YOUR GOAL >>
Copy the following records word for word, everything from the line containing "trace: honor guard soldier" down to the line containing "Now the honor", both of those lines included.

______

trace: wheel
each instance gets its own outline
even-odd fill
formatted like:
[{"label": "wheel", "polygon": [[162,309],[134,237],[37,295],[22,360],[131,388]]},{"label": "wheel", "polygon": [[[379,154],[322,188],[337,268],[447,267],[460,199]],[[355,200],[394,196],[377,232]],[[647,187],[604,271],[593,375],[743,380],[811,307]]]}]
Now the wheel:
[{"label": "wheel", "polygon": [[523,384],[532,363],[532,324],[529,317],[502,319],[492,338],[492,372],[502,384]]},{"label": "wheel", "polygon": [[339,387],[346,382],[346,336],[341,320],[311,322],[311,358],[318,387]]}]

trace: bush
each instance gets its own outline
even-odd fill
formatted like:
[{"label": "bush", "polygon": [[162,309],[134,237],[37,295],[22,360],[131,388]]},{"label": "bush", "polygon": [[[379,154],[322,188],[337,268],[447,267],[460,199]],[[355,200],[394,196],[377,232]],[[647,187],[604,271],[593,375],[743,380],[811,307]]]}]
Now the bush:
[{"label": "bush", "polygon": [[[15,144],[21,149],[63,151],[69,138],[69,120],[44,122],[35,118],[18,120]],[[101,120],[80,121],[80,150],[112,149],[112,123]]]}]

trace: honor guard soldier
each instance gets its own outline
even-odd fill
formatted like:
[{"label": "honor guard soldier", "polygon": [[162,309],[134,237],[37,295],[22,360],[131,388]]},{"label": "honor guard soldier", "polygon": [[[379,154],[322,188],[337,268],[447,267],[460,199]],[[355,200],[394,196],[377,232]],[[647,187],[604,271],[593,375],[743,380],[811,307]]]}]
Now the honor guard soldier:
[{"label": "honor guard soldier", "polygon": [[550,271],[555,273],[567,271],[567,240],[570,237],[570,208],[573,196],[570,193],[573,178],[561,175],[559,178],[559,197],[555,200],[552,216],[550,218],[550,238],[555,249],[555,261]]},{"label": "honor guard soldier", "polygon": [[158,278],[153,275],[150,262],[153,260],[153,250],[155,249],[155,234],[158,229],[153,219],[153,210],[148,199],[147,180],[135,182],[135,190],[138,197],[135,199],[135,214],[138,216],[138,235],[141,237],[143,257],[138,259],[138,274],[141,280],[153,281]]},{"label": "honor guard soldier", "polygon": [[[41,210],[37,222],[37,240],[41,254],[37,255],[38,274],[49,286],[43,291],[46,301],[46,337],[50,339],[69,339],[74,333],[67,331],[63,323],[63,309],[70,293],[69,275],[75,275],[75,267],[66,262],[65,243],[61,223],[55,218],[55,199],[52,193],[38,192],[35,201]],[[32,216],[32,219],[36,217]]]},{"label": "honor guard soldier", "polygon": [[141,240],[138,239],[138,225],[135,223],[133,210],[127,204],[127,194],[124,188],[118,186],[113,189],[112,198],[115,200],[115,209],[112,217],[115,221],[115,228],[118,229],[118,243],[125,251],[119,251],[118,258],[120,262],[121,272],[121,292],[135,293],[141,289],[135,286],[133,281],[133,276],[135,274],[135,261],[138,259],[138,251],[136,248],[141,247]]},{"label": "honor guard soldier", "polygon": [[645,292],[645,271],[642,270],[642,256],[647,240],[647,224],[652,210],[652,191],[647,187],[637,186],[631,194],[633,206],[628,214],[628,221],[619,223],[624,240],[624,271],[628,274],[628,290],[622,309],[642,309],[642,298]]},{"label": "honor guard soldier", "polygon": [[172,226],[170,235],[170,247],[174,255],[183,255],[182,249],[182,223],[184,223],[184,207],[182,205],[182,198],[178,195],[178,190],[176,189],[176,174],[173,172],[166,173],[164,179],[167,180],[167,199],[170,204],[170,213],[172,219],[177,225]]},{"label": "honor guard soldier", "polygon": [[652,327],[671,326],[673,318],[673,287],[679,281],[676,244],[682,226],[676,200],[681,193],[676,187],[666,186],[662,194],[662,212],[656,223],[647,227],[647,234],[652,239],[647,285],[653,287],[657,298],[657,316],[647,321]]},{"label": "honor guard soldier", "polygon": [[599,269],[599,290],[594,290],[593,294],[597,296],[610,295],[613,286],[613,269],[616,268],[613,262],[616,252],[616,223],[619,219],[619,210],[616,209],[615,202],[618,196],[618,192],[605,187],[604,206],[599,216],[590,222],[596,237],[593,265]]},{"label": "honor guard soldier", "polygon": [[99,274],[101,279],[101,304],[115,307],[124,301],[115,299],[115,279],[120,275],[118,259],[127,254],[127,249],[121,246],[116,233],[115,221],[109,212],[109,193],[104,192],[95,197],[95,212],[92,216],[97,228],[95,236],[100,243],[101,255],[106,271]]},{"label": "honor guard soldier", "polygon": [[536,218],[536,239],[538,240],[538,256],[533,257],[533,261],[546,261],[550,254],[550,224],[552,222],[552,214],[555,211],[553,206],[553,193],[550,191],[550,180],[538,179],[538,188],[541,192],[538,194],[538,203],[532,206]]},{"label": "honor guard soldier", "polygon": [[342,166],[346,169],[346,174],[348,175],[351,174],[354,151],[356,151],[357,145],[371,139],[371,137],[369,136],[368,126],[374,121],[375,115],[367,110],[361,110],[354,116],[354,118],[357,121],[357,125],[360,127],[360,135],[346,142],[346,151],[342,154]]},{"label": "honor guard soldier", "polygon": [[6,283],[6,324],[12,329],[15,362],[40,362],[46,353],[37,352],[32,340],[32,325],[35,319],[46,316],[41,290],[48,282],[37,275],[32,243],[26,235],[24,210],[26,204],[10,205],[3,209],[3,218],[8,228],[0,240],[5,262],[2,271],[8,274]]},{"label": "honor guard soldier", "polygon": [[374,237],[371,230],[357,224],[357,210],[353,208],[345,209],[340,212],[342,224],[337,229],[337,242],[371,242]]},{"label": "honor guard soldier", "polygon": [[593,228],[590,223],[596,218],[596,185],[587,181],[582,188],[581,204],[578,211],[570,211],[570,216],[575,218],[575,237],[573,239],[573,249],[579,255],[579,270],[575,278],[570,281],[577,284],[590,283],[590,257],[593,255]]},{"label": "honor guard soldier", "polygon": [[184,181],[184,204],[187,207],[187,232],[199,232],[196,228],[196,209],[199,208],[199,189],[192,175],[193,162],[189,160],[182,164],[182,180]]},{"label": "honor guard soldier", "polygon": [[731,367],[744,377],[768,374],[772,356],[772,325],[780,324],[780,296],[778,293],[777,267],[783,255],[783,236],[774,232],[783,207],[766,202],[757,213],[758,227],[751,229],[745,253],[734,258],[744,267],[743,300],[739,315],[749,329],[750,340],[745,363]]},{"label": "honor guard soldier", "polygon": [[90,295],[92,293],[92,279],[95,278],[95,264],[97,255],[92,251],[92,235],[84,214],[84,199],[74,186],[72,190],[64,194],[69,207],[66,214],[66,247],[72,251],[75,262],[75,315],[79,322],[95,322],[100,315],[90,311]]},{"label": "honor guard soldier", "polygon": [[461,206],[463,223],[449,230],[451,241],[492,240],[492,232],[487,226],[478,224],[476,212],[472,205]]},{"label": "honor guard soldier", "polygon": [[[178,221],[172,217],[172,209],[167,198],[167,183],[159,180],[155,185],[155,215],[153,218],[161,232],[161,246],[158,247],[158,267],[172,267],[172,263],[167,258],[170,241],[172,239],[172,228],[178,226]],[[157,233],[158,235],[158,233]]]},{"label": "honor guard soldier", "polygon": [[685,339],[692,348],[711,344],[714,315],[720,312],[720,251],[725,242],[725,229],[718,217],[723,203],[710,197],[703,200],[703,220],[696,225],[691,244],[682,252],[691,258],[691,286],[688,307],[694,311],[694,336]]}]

______

TASK RESULT >>
trace: honor guard soldier
each instance gets its own outline
even-odd fill
formatted like:
[{"label": "honor guard soldier", "polygon": [[162,309],[134,237],[37,295],[22,360],[131,388]]},{"label": "honor guard soldier", "polygon": [[[379,154],[322,188],[337,268],[447,267],[460,199]],[[355,200],[394,196],[377,232]],[[647,187],[604,271],[593,375],[743,380],[811,307]]]}]
Now the honor guard soldier:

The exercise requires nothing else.